Written instruction 1: Write out the passage from the statistics notes starting with "## Populations" and going on through "tions built in.".
Written instruction 2: List every example of a population given in the statistics notes.
Written instruction 3: In the statistics notes, which quantile is the median said to be?

Excerpt to read:

# Statistics
Statistics is the practice of collecting and analyzing data to discover findings that are useful or predict what causes those findings to happen. Probability often plays a large role in statistics, as we use data to estimate how likely an event is to happen. **Descriptive statistics** we use to summarize data. **Inferential statistics** tries to uncover attributes about a larger population, often based on a sample.

## Populations
A population is a particular group of interest we want to study, such as “all seniors over the age of 65 in the North America,” “all golden retrievers in Scotland,” or “current high school sophomores at Los Altos High School.”
Simulations can be useful but rarely are accurate, as simulations capture only so many variables and have assump‐ tions built in.

## Samples
A sample is a subset of the population that is ideally random and unbiased, which we use to infer attributes about the population. We often have to study samples because polling the entire population is not always possible.

## Bias
If we are going to infer attributes about a population based on a sample, it’s important the sample be as random as possible so we do not skew our conclusions.

# Mean
The mean is the average of a set of values. The operation is simple to do: sum the values and divide by the number of values. The mean is useful because it shows where the “center of gravity” exists for an observed set of values.
Calculating mean in Python:

In [None]:
sample = [1, 3, 2, 5, 7, 0, 2, 3]

In [None]:
mean = sum(sample) / len(sample)

In [None]:
print(mean)

2.875


It is actually a weighted average called the weighted mean. The mean we commonly use gives equal importance to each value. But we can manipulate the mean and give each item a different weight:

In [None]:
# Three exams of .20 weight each and final exam of .40 weight
sample = [90, 80, 63, 87]
weights = [.20, .20, .20, .40]

In [None]:
weighed_mean = sum(s * w for s,w in zip(sample, weights)) / sum(weights)

In [None]:
print(weighed_mean)

81.4


# Median
he median is the middlemost value in a set of ordered values. You sequentially order the values, and the median will be the centermost value. The median can be a helpful alternative to the mean when data is skewed by outliers, or values that are extremely large and small compared to the rest of the values. Calculating the median in Python:

In [None]:
# Number of pets each person owns
sample = [0, 1, 5, 7, 9, 10, 14]

In [None]:
def median(values):
  ordered = sorted(values)
  print(ordered)
  n = len(ordered)
  mid = int(n / 2) - 1 if n % 2 == 0 else int(n / 2)
  if n % 2 == 0:
    return(ordered[mid] + ordered[mid + 1]) / 2.0
  else:
    return ordered[mid]

In [None]:
print(median(sample))

[0, 1, 5, 7, 9, 10, 14]
7


#The Median Is a Quantile
There is a concept of quantiles in descriptive statistics. The concept of quantiles is essentially the same as a median, just cutting the data in other places besides the middle. The median is actually the 50% quantile, or the value where 50% of ordered values are behind it. Then there are the 25%, 50%, and 75% quantiles, which are known as quartiles because they cut data in 25% increments.

Entries provided:
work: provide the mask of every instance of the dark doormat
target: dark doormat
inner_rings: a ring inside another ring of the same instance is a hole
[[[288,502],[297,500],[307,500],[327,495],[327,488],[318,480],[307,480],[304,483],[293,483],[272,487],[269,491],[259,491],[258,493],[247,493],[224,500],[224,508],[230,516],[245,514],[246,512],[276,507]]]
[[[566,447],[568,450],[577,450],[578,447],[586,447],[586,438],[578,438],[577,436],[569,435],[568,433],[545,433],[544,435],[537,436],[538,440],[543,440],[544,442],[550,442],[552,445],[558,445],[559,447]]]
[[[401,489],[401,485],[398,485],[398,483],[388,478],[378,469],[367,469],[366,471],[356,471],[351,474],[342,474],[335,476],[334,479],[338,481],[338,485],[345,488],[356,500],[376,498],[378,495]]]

Correct result 1:
## Populations
A population is a particular group of interest we want to study, such as “all seniors over the age of 65 in the North America,” “all golden retrievers in Scotland,” or “current high school sophomores at Los Altos High School.”
Simulations can be useful but rarely are accurate, as simulations capture only so many variables and have assump‐ tions built in.

Correct result 2:
- all seniors over the age of 65 in the North America
- all golden retrievers in Scotland
- current high school sophomores at Los Altos High School

Correct result 3: The 50% quantile.